BEGIN PROVIDED MATERIAL

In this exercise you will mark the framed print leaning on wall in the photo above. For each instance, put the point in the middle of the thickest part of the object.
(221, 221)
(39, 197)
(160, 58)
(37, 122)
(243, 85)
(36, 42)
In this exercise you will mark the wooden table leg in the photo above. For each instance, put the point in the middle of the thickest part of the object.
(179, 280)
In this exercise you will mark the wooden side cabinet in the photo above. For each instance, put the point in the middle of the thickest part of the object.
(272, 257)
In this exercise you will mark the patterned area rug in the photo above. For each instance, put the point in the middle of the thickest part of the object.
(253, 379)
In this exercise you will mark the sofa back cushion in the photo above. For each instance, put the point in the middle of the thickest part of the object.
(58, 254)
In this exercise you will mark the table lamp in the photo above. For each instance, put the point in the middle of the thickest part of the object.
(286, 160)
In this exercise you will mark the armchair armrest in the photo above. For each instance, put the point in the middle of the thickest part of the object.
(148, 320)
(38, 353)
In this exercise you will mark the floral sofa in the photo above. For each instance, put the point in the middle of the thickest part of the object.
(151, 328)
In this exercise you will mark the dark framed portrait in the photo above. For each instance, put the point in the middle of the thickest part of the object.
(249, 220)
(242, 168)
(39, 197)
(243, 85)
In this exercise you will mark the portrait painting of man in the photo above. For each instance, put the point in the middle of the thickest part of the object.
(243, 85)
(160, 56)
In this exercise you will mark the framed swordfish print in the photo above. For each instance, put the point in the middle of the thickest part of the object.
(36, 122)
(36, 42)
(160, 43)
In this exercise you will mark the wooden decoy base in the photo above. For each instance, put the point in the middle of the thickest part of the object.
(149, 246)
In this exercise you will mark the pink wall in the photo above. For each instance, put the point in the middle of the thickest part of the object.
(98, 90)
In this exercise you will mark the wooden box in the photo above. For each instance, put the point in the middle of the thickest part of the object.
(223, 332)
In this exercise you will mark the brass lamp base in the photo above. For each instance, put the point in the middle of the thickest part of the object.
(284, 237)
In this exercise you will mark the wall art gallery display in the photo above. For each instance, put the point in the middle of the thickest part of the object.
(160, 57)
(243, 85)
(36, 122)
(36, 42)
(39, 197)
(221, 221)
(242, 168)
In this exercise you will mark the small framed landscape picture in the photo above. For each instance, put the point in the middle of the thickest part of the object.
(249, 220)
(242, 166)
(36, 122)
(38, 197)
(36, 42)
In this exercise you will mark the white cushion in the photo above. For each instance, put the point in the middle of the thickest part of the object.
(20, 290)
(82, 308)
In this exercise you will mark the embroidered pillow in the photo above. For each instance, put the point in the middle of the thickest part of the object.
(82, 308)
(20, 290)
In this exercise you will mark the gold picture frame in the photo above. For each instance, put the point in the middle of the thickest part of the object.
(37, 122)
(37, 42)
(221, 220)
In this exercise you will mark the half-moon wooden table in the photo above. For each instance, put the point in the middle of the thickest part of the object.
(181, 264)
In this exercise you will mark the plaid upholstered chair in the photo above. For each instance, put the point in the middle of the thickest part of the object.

END PROVIDED MATERIAL

Return the listing above word for word.

# WRITTEN SOLUTION:
In this exercise you will mark the framed print leaning on wall in the photo above. For each instance, put the point in the middle of the thickest part of the object.
(221, 221)
(39, 197)
(160, 58)
(37, 122)
(243, 85)
(36, 42)
In this exercise you will mark the wooden table leg in the photo above. For each instance, put the point in the middle of the thickest part of the object.
(179, 280)
In this exercise you will mark the wooden side cabinet in the photo above. For each instance, put the point in the middle of the thickest part of the object.
(272, 257)
In this exercise you will mark the patterned area rug in the photo above. For each instance, put the point in the middle of the thickest part of the object.
(253, 379)
In this exercise you will mark the sofa back cushion in the photo above. For each instance, put the point in the middle of the thickest part of the object.
(58, 254)
In this exercise you will mark the table lamp in the photo above. For each instance, put the point in the middle of the thickest part of the object.
(286, 160)
In this exercise you will mark the armchair armrest in the photo above. For each instance, put the point in the middle of the thickest part of the object.
(148, 320)
(38, 353)
In this exercise you will mark the floral sofa in the photo above. For each instance, put the point in the middle of the thickest part of the object.
(151, 328)
In this exercise you will mark the dark framed portrait in the photo above. For each instance, put the point in the middle of the thickest part of the object.
(249, 220)
(242, 168)
(39, 197)
(243, 85)
In this exercise you will mark the portrait painting of man in the photo above. For each instance, put the point in the middle of the thickest part of the object.
(243, 85)
(160, 56)
In this exercise you will mark the framed swordfish print in the photo above. For each instance, put the point in the middle of the thickest part of the object.
(36, 122)
(36, 42)
(160, 43)
In this exercise you will mark the wooden decoy base in the photo above. For each instance, put the point in the middle of the thickest part of the object.
(149, 246)
In this exercise you will mark the pink wall in the photo above. For each instance, put the point in the middle of the thickest part of the object.
(98, 90)
In this exercise you will mark the wooden box in the photo above. For each instance, put the point in the middle of the thickest part of the object.
(223, 332)
In this exercise you will mark the brass lamp base in the photo above. For each instance, put the point in the middle of the thickest part of the object.
(284, 237)
In this exercise you will mark the wall art gallery display in the photo above. For each instance, put the point in the middle of the thickest part of the object.
(160, 57)
(243, 85)
(36, 122)
(36, 42)
(39, 197)
(221, 221)
(242, 168)
In this exercise you will mark the small framed landscape picture in the photo above. For each instance, put the point in the middle of the thickest part of the object.
(249, 220)
(242, 166)
(36, 122)
(38, 197)
(36, 42)
In this exercise you will mark the white cushion in the photo above. For each instance, put the point in the middle of the thickest part of the object.
(20, 290)
(82, 308)
In this exercise you will mark the embroidered pillow in the photo above. For each instance, put the point in the middle of the thickest part of the object.
(82, 308)
(20, 290)
In this exercise you will mark the gold picture frame in the photo above. For each instance, put the point in the middle of the thickest part of the object.
(37, 122)
(37, 42)
(221, 220)
In this exercise you will mark the half-moon wooden table in the photo above. For each instance, put the point in the middle of the thickest part of the object.
(181, 264)
In this exercise you will mark the plaid upholstered chair in the photo above. For each instance, put the point in the middle of the thickest part of the object.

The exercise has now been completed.